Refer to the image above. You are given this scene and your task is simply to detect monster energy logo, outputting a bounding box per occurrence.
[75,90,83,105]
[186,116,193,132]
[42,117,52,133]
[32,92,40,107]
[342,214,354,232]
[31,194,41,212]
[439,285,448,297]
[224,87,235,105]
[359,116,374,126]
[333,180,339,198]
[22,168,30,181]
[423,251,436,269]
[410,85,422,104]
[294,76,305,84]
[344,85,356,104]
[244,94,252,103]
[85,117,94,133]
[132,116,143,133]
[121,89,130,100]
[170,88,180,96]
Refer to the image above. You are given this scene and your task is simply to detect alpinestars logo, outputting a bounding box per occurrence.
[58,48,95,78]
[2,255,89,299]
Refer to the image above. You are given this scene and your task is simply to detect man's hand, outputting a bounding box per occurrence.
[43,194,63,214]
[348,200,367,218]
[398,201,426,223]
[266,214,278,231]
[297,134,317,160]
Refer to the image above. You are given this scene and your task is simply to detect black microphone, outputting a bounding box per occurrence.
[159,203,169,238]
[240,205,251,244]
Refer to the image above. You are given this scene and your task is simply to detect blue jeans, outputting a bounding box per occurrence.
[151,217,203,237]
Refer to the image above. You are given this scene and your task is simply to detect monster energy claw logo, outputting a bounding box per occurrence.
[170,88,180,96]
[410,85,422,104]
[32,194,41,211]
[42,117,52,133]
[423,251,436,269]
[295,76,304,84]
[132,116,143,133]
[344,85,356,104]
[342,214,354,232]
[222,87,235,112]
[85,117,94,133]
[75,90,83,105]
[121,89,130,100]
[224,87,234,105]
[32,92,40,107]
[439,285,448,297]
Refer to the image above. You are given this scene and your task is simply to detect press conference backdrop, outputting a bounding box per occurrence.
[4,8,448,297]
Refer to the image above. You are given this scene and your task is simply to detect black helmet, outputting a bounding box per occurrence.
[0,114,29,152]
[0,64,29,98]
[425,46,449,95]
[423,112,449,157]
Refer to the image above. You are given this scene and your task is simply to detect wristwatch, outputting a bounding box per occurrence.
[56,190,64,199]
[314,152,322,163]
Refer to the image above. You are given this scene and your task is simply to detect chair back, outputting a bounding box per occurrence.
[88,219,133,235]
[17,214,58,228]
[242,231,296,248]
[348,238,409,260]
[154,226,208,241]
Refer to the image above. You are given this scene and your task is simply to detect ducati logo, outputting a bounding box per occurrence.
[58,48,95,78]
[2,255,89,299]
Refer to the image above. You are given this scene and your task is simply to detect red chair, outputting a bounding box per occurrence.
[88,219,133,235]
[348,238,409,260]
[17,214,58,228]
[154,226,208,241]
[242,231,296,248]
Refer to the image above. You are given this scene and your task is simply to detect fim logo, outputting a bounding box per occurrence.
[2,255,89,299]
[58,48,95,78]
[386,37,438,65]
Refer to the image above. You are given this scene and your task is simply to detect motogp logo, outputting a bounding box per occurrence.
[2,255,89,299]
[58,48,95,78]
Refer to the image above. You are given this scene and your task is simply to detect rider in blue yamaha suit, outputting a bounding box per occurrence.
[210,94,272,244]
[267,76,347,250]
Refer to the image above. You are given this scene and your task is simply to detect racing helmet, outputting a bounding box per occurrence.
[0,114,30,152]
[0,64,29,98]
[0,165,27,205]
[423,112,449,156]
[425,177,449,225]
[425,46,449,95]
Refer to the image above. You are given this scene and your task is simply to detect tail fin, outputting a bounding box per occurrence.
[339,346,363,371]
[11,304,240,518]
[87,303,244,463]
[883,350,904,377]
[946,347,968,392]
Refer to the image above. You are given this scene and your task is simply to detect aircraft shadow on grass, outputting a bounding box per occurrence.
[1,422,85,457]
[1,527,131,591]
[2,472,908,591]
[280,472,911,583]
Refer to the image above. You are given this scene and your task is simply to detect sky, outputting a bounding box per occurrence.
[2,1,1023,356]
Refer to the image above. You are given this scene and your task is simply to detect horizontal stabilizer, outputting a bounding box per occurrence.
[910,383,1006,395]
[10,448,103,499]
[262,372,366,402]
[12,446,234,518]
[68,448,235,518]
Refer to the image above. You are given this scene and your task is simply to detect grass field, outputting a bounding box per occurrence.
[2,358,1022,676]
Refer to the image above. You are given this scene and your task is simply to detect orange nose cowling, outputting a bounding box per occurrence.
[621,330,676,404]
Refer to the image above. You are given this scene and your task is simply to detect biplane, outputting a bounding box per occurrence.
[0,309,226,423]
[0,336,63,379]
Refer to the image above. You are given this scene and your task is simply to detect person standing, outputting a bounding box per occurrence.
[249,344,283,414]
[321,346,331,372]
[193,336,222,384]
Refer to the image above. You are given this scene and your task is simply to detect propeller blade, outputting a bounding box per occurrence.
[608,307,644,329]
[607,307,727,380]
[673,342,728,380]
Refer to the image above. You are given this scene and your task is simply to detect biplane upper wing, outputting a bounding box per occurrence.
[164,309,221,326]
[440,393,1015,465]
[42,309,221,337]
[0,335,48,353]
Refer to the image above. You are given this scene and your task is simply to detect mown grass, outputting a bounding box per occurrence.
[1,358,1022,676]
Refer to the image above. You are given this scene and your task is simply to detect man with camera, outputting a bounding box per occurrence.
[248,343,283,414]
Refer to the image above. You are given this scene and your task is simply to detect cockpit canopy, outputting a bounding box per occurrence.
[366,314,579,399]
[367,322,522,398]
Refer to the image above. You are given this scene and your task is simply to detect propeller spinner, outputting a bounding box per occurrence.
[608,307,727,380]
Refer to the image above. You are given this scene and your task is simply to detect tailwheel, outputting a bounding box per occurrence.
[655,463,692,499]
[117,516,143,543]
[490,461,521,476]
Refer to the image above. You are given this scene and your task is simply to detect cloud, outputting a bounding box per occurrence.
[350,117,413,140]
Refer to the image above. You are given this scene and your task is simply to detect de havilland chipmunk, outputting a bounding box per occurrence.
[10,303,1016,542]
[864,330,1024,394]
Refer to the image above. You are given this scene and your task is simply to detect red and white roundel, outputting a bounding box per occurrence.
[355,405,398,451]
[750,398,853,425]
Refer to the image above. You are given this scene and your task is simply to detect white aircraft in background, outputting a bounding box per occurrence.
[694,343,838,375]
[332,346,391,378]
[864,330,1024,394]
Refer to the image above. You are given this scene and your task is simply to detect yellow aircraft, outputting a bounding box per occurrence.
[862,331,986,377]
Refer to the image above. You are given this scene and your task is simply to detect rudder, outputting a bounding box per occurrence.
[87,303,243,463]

> _Required work_
Exactly as written, restate every line of the listing above.

> _Output for this task_
Refer to the image above. You are given this scene and your task is simply to detect monster energy logo, outputting a bounding box per occurrence.
[75,90,83,105]
[186,116,193,132]
[42,117,52,133]
[32,92,40,107]
[342,214,354,232]
[31,194,41,212]
[439,285,448,297]
[224,87,235,105]
[359,116,374,126]
[333,180,339,198]
[22,168,30,181]
[423,251,436,269]
[410,85,422,104]
[294,76,305,84]
[344,85,356,104]
[244,94,252,103]
[85,117,94,133]
[132,116,143,133]
[121,89,130,100]
[170,88,180,96]
Refer to the image above. You are given this scene and your task is simply to detect alpinestars logo, outputting a bounding box per occurrence.
[58,48,95,78]
[2,255,89,299]
Refer to the image above. You are given this scene and your task is simply to detect man's hand, outputting a bounding box per occurrence.
[43,194,63,214]
[348,200,367,218]
[398,201,426,223]
[266,214,278,231]
[297,134,317,160]
Refer to the image above. You are given this scene and your task is simply to detect black microphone, outputting a bounding box per occurrence.
[159,203,169,238]
[240,205,251,244]
Refer to the image above. You are given this scene and your task is simply to detect blue jeans, outputting a bounding box per occurrence.
[151,217,203,237]
Refer to the image above. You are given this scene and your task is simply to detect monster energy claw logo, outputting a bounding box per occurrence.
[170,88,180,96]
[410,85,422,104]
[32,194,41,211]
[42,117,52,133]
[423,251,436,269]
[295,76,304,84]
[132,116,143,133]
[344,85,356,104]
[342,214,354,232]
[222,87,235,112]
[85,117,94,133]
[75,90,83,105]
[121,89,130,100]
[224,87,234,105]
[32,92,40,107]
[439,285,448,297]
Refer to the image above. You are given this scene and your task is simply to detect press conference backdrop, outputting a bounding box per occurrence.
[4,8,448,297]
Refer to the image above. You are given this scene and your task is simply to detect black helmet, outputting a bounding box per occurrence.
[0,114,29,152]
[0,64,29,98]
[425,46,449,95]
[423,112,449,157]
Refer to the image above. You are given this scene and your task is simply to detect wristwatch, outputting a bounding box per occurrence.
[56,190,64,199]
[314,152,322,163]
Refer to the image above. You are given this scene and your task is simply to detect chair back, outputting a bounding box per occurrence.
[88,219,133,235]
[17,214,58,228]
[242,231,296,248]
[348,238,409,260]
[154,226,208,241]
Refer to the image above. You are given this scene and your task is simply to detect ducati logo, outputting a bounding box per occurrence.
[58,48,95,78]
[2,255,89,299]
Refer to the image above. You are given this scene and your task is simply to detect red chair, outputting a bounding box per occurrence.
[88,219,133,235]
[348,238,409,260]
[17,214,58,228]
[154,226,208,241]
[242,231,296,248]
Refer to the image above. You are given this scene and your task is simply to detect fim logo, outputting a bounding box per occurrence.
[2,255,89,299]
[58,48,95,78]
[386,37,438,65]
Refer to the image above. You are given this scene and your task is simply to detect motogp logo, outputting a bounding box per occurrence.
[2,255,89,299]
[58,48,95,78]
Refer to the image above. You are given this scene and your task is simply to detect rider in blue yamaha suit, outputting a bounding box per occurrence.
[210,94,272,244]
[267,76,347,250]
Refer to the image above. You are given this scene and your task is simply to detect racing helmet, outputting a bounding box per occurrence.
[0,114,30,152]
[0,64,29,98]
[0,165,27,205]
[423,112,449,156]
[425,177,449,225]
[425,46,449,95]
Refer to the image above. You are given this scene and your task is simply to detect tail fin, outputting a bounding box per occurrence.
[339,346,363,371]
[11,304,240,518]
[87,303,244,463]
[883,350,904,377]
[946,347,968,392]
Refer to the image above. You are given this scene and your task is simply to detect aircraft shadow on grass, outputting a bounding box per occurrence.
[1,422,85,457]
[1,527,131,591]
[2,472,908,591]
[280,472,911,583]
Refer to the image above. You are given this scene and your task is simply to detect sky, outputting a bounding box per occurrence.
[2,1,1023,356]
Refer to the image above. You are given this scene and your task is simply to detect horizontal stabilizer, outputting a bounding box per occurrence.
[910,383,1006,395]
[10,448,103,499]
[262,372,366,402]
[12,446,234,518]
[68,448,235,518]
Refer to the image above. You are given this scene and your task is simply to detect grass field, outputting a bounding box per occurrence.
[2,358,1022,676]
Refer to the image above. You are given this scene and your task is simply to detect orange nose cowling, outputting a bounding box per occurrence.
[621,330,676,404]
Refer to the image above. You are given this scene and your task is simply to detect biplane, outputting a bounding box per occurrence.
[0,309,226,423]
[0,336,63,379]
Refer to the image above. You are given this scene and your task is simply to detect person standing, outputting a bounding box per occurrence.
[249,344,283,414]
[321,346,331,372]
[193,336,222,384]
Refer to the image above. You are given this scene and your task is simply to detect propeller blade, outputting a bounding box per occurrence.
[608,307,644,329]
[607,307,727,380]
[673,342,728,380]
Refer to the image above. You are given this scene and your task is simply to detect biplane upper wing, outputting a bounding box per occurrence.
[164,309,221,326]
[440,393,1015,465]
[42,309,221,337]
[0,335,48,353]
Refer to the image above. You are given this scene and your task is simply to detect mown grass, outputting a bounding box per occurrence.
[1,358,1022,676]
Refer to the image above. You are given this scene and your task is simply to detect man with camera, outputting a bounding box per occurrence.
[248,343,283,414]
Refer to the image above. You are given this scene and your task is simply to detect cockpit canopy, outputting a bounding box per occurrence.
[366,314,579,399]
[367,322,522,398]
Refer to the image above. You are given this scene and your task is simply to detect propeller spinner, outputting a bounding box per occurrence.
[608,307,727,380]
Refer to the image above. You are given this scene and your task is simply to detect tailwheel, outputting a bounding box per occurrence.
[655,463,692,499]
[117,516,143,543]
[490,461,521,476]
Refer to the image above. You are given this scene and your task is simply to detect cloud, outputting a bounding box per occurrence.
[350,117,413,140]
Refer to the image above. You are given this scene and your task is simply to detect de havilland chipmunk, outputting a bounding box per occurrence.
[10,303,1016,542]
[864,330,1024,394]
Refer to the image above. You are given this scene and your task is simply to detect red and white roundel, outputting a bounding box per occurrence.
[355,405,398,451]
[750,398,853,425]
Refer to the image above. You are given this scene and your task is simply to detect white aircraft in background, outputting a bounding box per occurrence.
[694,343,838,375]
[332,346,391,378]
[864,330,1024,394]
Refer to the image above. You are given this scene and your task is simply to detect yellow aircraft, outputting a bounding box per occurrence.
[862,331,986,377]
Refer to the image above. You are given this scene and your task is simply to detect rudder, outputting a bounding box per occurrence.
[87,303,243,463]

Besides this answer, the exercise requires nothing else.